== CONSIGNE ==
Répondez à ces questions sur l'extrait choisi, une réponse par ligne :
1. Dans quel cadre Deleuze pensa-t-il la schizophrénie ?
2. De qui la parole psychotique est-elle donnée en exemple ?
3. Quelles philosophies l'auteur oppose-t-il à une conception « océanique » de la liberté ?

== EXTRAIT CHOISI ==
_____

Gilles Deleuze pensa la schizophrénie dans le cadre que Bergson donnait à la mystique dans les Deux sources de la morale et de la religion. Ce bergsonisme a conduit Deleuze à une véritable mystique de la maladie mentale : les grands psychotiques auraient remplacé les saints...
L'intention de cet ouvrage est d'abord de produire une critique bergsonienne de cette «schizo-mystique», en montrant que la nuit obscure, où le mystique côtoie la folie, n'est pour Bergson que l'antichambre du mysticisme complet, qui, lui, est mysticisme de l'action. De sorte que l'inhabituel, l'exceptionnel et le surhumain ne sauraient être, selon lui, une création schizophrénique détournée du quotidien mais bien la gestion simple et confiante du présent.
On a tort de penser que la maladie mentale permet à la vérité d'accomplir une percée qui lui est refusée dans la santé. La psychose n'est que secondairement la folie qui sauve les croyants ; elle est d'abord, comme l'enseigne l'attention à la parole psychotique (celle d'Hölderlin, ou du danseur Nijinski), une expérience insupportable. Muette, la psychose ne transmet aux hommes aucun message de l'au-delà ; elle est un sentiment extrême, mais sans objet et sans but.
La philosophie de Bergson est ensuite critiquée pour ce qu'elle a rendu possible chez Deleuze. A une conception «océanique» de la liberté, où le sujet d'exception coïncide avec lui-même et s'insère dans l'absolu, l'auteur oppose les philosophies de Fichte et de Lavelle, soucieuses de penser un absolu exigeant une pluralité infinie de sujets particuliers. Loin d'attendre une régénération qui leur viendrait d'être surhumains, ces sujets devront donc se constituer par une démarche originale de leur liberté.

_____

(Contenus stockés d'une collection)
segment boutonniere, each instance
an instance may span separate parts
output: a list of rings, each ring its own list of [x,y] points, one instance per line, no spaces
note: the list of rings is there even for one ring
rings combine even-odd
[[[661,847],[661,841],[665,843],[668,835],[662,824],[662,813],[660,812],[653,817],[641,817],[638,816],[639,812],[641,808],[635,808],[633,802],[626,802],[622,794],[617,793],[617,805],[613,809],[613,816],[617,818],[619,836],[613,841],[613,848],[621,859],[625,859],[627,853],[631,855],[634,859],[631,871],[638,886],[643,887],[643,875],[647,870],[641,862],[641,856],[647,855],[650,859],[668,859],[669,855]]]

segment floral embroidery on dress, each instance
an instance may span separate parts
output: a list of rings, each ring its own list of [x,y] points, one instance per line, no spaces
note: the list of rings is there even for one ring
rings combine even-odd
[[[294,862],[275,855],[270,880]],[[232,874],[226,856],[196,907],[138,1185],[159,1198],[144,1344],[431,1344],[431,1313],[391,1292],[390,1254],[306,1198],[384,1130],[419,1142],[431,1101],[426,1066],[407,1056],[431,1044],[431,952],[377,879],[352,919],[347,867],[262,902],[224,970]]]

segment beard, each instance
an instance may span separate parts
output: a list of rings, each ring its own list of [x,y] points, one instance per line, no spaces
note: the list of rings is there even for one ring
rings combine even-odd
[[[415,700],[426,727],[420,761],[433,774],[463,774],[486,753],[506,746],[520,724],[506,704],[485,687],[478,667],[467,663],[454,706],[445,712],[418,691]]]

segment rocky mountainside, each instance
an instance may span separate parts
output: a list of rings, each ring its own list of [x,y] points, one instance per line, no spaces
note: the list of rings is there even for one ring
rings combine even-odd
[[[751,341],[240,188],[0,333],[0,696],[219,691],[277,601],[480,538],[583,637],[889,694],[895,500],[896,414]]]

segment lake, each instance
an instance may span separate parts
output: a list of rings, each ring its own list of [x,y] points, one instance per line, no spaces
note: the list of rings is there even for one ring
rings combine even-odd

_____

== RÉPONSE ==
1. Dans le cadre que Bergson donnait à la mystique dans les Deux sources de la morale et de la religion.
2. D'Hölderlin et du danseur Nijinski.
3. Celles de Fichte et de Lavelle.